A run of records:
::::
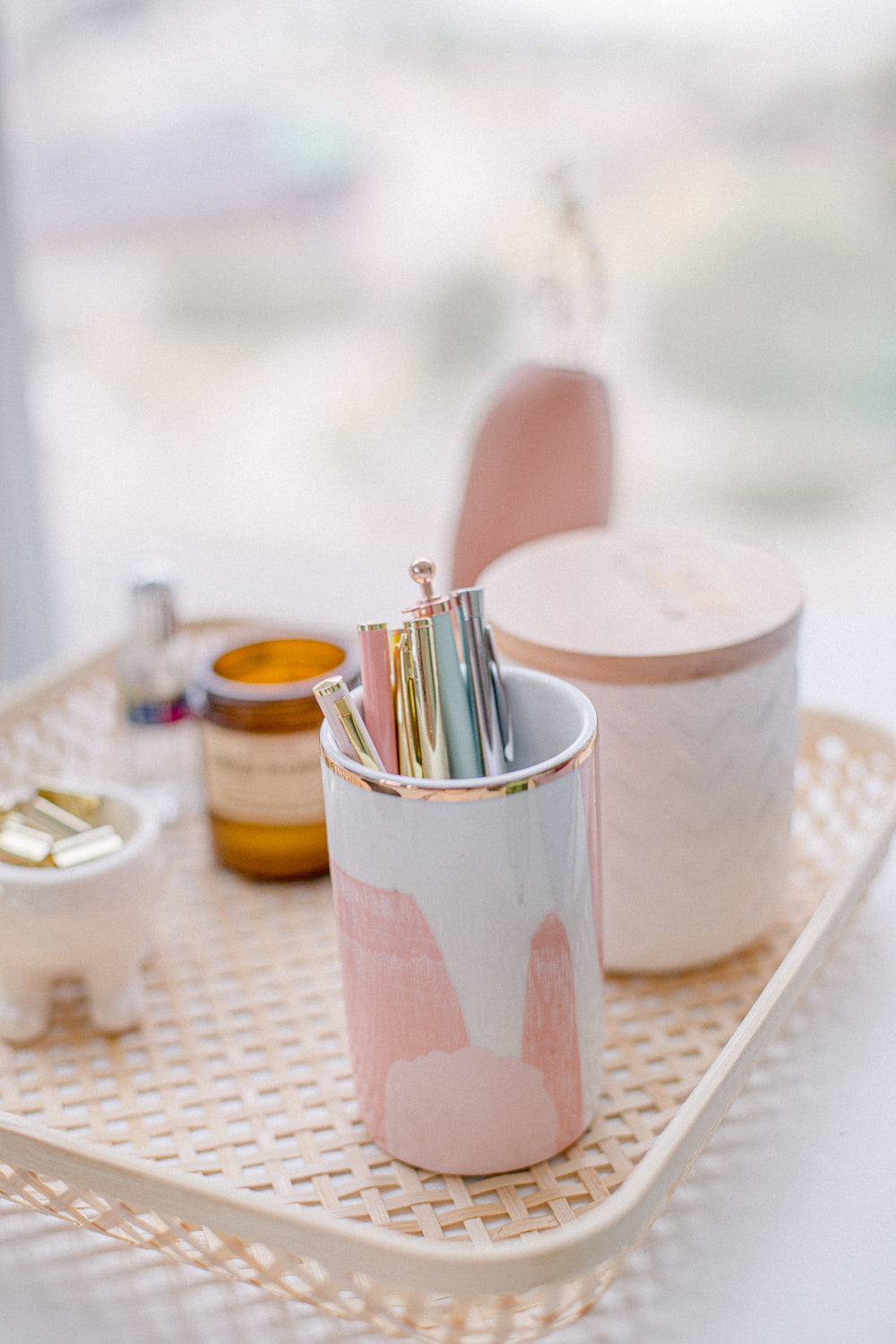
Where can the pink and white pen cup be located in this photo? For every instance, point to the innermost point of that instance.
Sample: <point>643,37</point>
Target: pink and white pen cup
<point>469,930</point>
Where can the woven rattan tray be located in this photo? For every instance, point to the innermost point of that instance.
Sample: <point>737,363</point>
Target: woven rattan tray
<point>225,1131</point>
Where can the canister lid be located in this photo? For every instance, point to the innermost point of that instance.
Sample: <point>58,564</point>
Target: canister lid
<point>610,605</point>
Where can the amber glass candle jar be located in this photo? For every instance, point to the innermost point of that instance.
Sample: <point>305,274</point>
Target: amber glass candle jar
<point>261,750</point>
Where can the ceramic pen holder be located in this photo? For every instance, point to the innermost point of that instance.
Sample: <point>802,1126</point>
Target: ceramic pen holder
<point>93,922</point>
<point>686,647</point>
<point>469,933</point>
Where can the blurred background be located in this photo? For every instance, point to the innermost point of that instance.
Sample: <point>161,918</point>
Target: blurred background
<point>276,257</point>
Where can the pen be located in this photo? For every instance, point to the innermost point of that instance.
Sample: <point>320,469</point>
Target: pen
<point>374,648</point>
<point>481,680</point>
<point>410,757</point>
<point>347,726</point>
<point>427,699</point>
<point>465,758</point>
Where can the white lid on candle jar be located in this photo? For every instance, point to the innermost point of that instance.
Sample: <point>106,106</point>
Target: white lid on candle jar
<point>616,607</point>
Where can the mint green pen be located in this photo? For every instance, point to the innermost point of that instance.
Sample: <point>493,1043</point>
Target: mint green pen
<point>463,753</point>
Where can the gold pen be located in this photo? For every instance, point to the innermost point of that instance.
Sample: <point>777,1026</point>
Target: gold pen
<point>435,754</point>
<point>347,725</point>
<point>410,757</point>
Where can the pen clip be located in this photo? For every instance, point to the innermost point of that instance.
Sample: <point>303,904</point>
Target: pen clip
<point>501,702</point>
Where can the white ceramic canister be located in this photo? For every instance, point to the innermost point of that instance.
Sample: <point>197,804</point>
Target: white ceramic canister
<point>469,917</point>
<point>686,650</point>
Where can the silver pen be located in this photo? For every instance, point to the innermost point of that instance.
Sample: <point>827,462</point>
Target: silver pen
<point>484,682</point>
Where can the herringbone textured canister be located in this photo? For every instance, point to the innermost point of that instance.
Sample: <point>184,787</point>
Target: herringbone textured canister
<point>688,650</point>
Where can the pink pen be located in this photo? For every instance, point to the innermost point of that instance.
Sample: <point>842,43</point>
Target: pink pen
<point>375,652</point>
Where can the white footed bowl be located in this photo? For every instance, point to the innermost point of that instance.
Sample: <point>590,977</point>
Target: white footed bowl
<point>94,921</point>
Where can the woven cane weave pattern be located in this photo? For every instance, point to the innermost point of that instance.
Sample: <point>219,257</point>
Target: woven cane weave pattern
<point>239,1072</point>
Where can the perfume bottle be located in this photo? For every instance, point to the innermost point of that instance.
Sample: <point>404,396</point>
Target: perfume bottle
<point>160,744</point>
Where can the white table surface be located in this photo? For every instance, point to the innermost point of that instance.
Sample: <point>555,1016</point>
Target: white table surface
<point>785,1231</point>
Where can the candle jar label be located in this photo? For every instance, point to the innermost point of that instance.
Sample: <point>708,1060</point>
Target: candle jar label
<point>268,779</point>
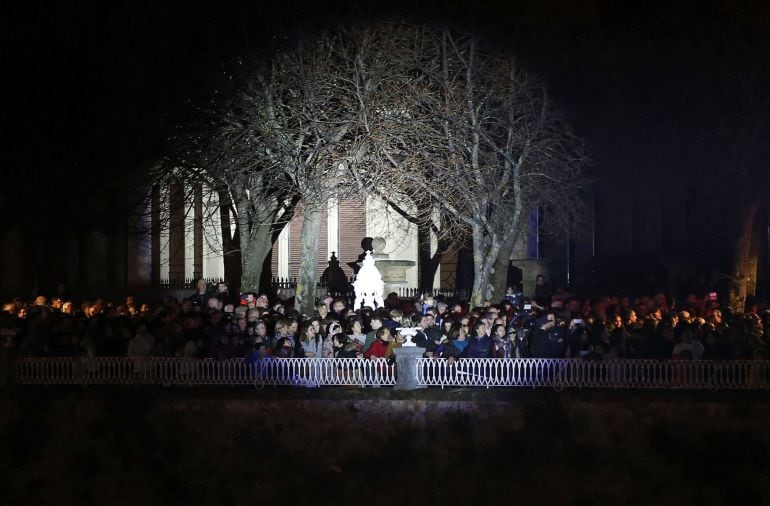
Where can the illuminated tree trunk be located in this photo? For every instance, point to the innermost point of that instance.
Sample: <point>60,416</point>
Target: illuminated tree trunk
<point>231,252</point>
<point>256,240</point>
<point>308,267</point>
<point>744,267</point>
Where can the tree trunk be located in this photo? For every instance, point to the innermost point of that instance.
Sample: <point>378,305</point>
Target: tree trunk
<point>256,242</point>
<point>231,253</point>
<point>308,267</point>
<point>485,254</point>
<point>744,270</point>
<point>424,258</point>
<point>498,278</point>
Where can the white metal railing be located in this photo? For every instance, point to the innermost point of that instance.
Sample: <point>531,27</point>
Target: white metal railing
<point>577,373</point>
<point>466,372</point>
<point>186,371</point>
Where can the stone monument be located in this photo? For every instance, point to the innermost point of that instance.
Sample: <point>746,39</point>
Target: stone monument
<point>393,271</point>
<point>368,285</point>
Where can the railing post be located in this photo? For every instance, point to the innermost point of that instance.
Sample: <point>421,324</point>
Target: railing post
<point>406,365</point>
<point>7,366</point>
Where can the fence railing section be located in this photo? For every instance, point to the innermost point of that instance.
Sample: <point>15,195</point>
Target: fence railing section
<point>316,372</point>
<point>309,372</point>
<point>576,373</point>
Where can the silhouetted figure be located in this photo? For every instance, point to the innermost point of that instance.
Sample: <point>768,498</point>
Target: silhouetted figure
<point>335,278</point>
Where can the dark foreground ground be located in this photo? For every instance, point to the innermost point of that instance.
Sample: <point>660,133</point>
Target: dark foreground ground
<point>136,445</point>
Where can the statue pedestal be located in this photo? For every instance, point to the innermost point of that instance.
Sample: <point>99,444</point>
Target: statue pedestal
<point>406,364</point>
<point>393,273</point>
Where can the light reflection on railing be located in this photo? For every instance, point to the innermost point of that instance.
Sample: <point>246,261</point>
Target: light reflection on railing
<point>466,372</point>
<point>308,372</point>
<point>575,373</point>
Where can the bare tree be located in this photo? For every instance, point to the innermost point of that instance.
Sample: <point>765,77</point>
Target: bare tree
<point>475,137</point>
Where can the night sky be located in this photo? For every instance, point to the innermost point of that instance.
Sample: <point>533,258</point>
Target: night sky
<point>664,94</point>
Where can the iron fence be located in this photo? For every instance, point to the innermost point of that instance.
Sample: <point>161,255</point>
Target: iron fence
<point>316,372</point>
<point>309,372</point>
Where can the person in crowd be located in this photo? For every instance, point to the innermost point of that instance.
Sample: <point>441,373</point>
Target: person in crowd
<point>480,344</point>
<point>310,341</point>
<point>201,296</point>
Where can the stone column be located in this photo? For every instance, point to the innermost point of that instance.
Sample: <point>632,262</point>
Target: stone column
<point>406,365</point>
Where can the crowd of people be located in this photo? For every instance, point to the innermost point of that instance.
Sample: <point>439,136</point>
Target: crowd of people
<point>211,323</point>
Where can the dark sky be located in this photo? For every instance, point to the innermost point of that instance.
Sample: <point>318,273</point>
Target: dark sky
<point>90,77</point>
<point>663,92</point>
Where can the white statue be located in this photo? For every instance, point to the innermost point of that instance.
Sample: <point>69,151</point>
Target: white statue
<point>368,285</point>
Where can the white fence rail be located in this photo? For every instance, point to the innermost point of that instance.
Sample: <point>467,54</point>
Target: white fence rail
<point>310,372</point>
<point>316,372</point>
<point>577,373</point>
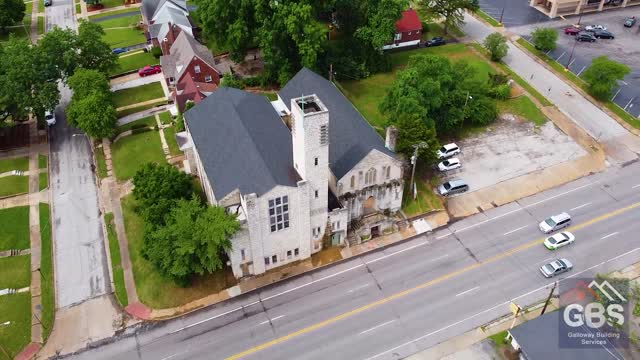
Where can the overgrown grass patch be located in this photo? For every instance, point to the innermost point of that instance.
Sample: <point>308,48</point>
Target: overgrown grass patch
<point>46,270</point>
<point>116,261</point>
<point>19,163</point>
<point>155,290</point>
<point>137,94</point>
<point>131,152</point>
<point>14,228</point>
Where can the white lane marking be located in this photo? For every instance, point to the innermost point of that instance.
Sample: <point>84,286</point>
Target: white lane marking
<point>610,235</point>
<point>361,265</point>
<point>377,326</point>
<point>493,308</point>
<point>581,206</point>
<point>514,230</point>
<point>468,291</point>
<point>358,288</point>
<point>274,319</point>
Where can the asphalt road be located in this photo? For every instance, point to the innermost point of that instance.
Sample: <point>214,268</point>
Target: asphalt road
<point>81,270</point>
<point>394,302</point>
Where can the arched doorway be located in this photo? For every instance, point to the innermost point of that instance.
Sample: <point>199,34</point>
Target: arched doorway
<point>369,206</point>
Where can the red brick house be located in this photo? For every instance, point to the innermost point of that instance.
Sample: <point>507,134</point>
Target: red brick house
<point>408,31</point>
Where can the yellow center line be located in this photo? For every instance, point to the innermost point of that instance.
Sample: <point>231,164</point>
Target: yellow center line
<point>421,286</point>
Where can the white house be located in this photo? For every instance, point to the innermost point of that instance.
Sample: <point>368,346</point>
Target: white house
<point>297,176</point>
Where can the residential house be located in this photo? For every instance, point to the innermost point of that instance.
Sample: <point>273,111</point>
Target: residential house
<point>408,31</point>
<point>555,8</point>
<point>295,171</point>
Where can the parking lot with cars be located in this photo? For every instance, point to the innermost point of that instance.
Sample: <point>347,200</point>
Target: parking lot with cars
<point>509,148</point>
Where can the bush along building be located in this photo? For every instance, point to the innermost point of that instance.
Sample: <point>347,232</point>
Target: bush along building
<point>301,173</point>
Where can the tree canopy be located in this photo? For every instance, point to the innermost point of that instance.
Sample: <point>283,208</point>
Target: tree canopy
<point>191,242</point>
<point>602,76</point>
::::
*Given exercise*.
Rewrite the stretch of the listing from the line containing "Where can the iron" through the line containing "<point>201,296</point>", changing "iron fence" to "wooden fence" and leaving everything else unchanged.

*Exercise result*.
Where can the wooden fence be located in this photo? For every instance, point to the innermost point of that instance.
Sample: <point>161,255</point>
Target: wooden fence
<point>316,372</point>
<point>309,372</point>
Where can the person in crowd be located in this photo? For every instance, point to the innermost point of that instance.
Sample: <point>441,373</point>
Target: person in crowd
<point>480,344</point>
<point>310,341</point>
<point>201,296</point>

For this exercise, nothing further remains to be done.